# [PROBLEM A]
Summarize the romance novel reviews below in two sentences.

# [EXTRACT TO READ]
▼

Romance / Erotica
by Katherine Kayne
Plot: With an exceptionally appealing Hawaiian setting and a wildly unusual premise, Kayne delivers a memorable adventure story that defies easy categorization. The author's imaginative landscape will cast a spell on readers.
Prose: Kayne's prose achieves a rare feat by establishing an atmosphere of ancient magic while also providing a tone of historical verisimilitude.
Originality: A strikingly original work that uses its setting and Hawaiian myths to optimal effect. A rip-roaring, smart, and vivid romantic adventure.
Character Development: The romance between Kayne's central characters is, quite literally, sizzling. An individual with supernatural gifts, fierce convictions, and relatable emotions, Letty Lang is a truly dynamic and memorable heroine.
by Linda Poitevin
Plot: The storyline here is very solid. While the bones of the story may feel familiar, the author skillfully enhances the plot line to make it feel fresh. Small details, like the distance between sisters and the lecherous family friend with her eye on the widower, add depth to an already strong plot. The reader will have no choice but to read until the story's inevitable conclusion.
Prose/Style: The author has a clear talent for writing and equally excels with grammar, description, action, and dialogue. Her story engages and entertains the reader's heart and mind, compelling them to read until the very end. The writing here is top notch, and this author and her work deserve a wide audience.
Originality: While there are flickers of plot lines right out of the “Sound of Music” (in-over-his-head widower, angry/resentful oldest child who doesn't want a nanny, reluctant-love-interest nanny, on-the-prowl single woman competing for widower), the author differentiates her story sufficiently to make it feel unique.
Character Development: The characters here are believable and distinct. The author is able to develop interesting and sympathetic players, from the angry teen who can't deal with her loss to the sheltered/dominated heroine who has lost her place in the world to the overwhelmed widower who can't deal with his own grief, run a household full of daughters, and keep up with the demands of his business. Readers will relate to many of the challenges these characters face and will identify with their struggles.
Blurb: Living, breathing characters engage from the first page, and readers can't help but feel for their plight and root for them until the very end.
by Sarah Hegger
Plot: The classic romance plot is elevated to a modern-day, wholly accessible real-life fairy tale with an excellent mix of romantic elements and spicy sensuality.
Prose/Style: The prose is smoothly written and flows easily from one scene into the next.
Originality: While a classic boy-meets-girl romance, this book also offers a refreshing perspective on motherhood, second chances and the meaning of community. The world is well-developed, offering the small-town experience, heart and soul.
Character Development: Character flaws and strengths are well-balanced, with exquisite care taken in development. The fact that supporting characters play such a large role in the plot ensures reader immersion.
by Sedona Hutton
Plot: The perfect blend of wholesome and sensual, the standard boy-meets-girl story is elevated to a whole new level with its unconventional plot twists and its diverse cast of authentic characters.
Prose: With a clear writing style and a knack for immersing readers in detail, this wholly charming story ebbs and flows with a delicate balance between the ordinary and the extraordinary.
Originality: The diverse, endearingly flawed characters and the story's small touches--Nora’s vegan choices, Ella’s devotion to service, alternative forms of spirituality--are a breath of fresh air. These aspects ensure that the novel is not only unique but possessed of everything that makes a good story great.

▲

# [PROBLEM B]
Locate each line in the entries that contains the word "rock" and copy those lines out.

# [PROVIDED DATA]

▼

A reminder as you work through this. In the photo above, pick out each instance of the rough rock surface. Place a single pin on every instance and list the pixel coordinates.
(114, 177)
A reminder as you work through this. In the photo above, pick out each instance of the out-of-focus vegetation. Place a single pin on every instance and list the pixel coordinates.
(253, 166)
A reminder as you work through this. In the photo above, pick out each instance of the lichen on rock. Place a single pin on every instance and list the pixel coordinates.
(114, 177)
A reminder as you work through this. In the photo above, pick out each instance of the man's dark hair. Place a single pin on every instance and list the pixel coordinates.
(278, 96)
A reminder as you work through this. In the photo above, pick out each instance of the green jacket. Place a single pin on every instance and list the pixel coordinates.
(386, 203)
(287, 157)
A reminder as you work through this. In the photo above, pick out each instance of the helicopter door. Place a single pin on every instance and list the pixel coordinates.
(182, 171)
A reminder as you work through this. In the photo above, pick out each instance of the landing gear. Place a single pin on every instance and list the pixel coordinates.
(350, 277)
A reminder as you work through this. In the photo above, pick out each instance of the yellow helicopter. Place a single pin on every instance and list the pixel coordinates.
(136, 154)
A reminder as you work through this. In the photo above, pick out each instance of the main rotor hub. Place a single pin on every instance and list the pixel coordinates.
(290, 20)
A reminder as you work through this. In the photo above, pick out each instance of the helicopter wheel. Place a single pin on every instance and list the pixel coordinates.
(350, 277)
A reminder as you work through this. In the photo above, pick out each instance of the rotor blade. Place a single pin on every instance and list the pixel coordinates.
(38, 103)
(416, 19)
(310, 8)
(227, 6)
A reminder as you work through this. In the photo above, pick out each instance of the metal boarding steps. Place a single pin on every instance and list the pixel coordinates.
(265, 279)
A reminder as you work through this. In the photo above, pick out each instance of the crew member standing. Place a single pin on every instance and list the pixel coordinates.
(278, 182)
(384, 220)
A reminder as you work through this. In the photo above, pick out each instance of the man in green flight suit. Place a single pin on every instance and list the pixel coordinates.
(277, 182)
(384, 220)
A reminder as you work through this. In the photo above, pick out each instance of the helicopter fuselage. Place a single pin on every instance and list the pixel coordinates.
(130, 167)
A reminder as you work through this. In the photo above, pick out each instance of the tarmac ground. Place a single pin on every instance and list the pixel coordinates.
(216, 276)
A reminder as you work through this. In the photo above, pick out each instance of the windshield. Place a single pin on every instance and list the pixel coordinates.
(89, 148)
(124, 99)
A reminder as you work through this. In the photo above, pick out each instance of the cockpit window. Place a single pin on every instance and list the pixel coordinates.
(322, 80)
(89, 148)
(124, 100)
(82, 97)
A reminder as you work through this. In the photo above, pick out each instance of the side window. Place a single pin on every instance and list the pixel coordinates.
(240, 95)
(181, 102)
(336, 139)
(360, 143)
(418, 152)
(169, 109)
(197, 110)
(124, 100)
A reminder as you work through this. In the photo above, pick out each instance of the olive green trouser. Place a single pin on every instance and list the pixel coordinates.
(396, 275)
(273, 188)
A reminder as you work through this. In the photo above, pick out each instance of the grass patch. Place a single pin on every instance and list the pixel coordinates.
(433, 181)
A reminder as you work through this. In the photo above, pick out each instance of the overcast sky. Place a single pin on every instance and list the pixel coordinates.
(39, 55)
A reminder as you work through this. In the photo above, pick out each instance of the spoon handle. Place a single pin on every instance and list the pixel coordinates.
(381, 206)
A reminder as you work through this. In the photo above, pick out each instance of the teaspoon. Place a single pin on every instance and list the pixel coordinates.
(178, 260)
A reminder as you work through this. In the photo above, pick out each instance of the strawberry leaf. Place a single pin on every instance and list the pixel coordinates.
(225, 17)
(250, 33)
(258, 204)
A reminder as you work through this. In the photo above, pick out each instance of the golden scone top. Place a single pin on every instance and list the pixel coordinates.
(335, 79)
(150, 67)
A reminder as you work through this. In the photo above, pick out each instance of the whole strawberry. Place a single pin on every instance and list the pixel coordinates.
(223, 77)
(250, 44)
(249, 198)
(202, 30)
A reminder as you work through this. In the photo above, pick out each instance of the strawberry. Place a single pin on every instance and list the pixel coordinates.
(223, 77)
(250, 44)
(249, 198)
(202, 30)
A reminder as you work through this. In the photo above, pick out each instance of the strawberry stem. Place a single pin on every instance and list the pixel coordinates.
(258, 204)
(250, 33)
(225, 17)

▲

# [OUTPUT A]
The reviews cover romance novels by Katherine Kayne, Linda Poitevin, Sarah Hegger and Sedona Hutton, and each one assesses the book's plot, prose and originality. Kayne's book is praised for its use of its Hawaiian setting and myths, Poitevin's for its believable characters despite echoes of "Sound of Music," Hegger's for its well-developed small-town world, and Hutton's for its diverse, endearingly flawed characters.

# [OUTPUT B]
A reminder as you work through this. In the photo above, pick out each instance of the rough rock surface. Place a single pin on every instance and list the pixel coordinates.
A reminder as you work through this. In the photo above, pick out each instance of the lichen on rock. Place a single pin on every instance and list the pixel coordinates.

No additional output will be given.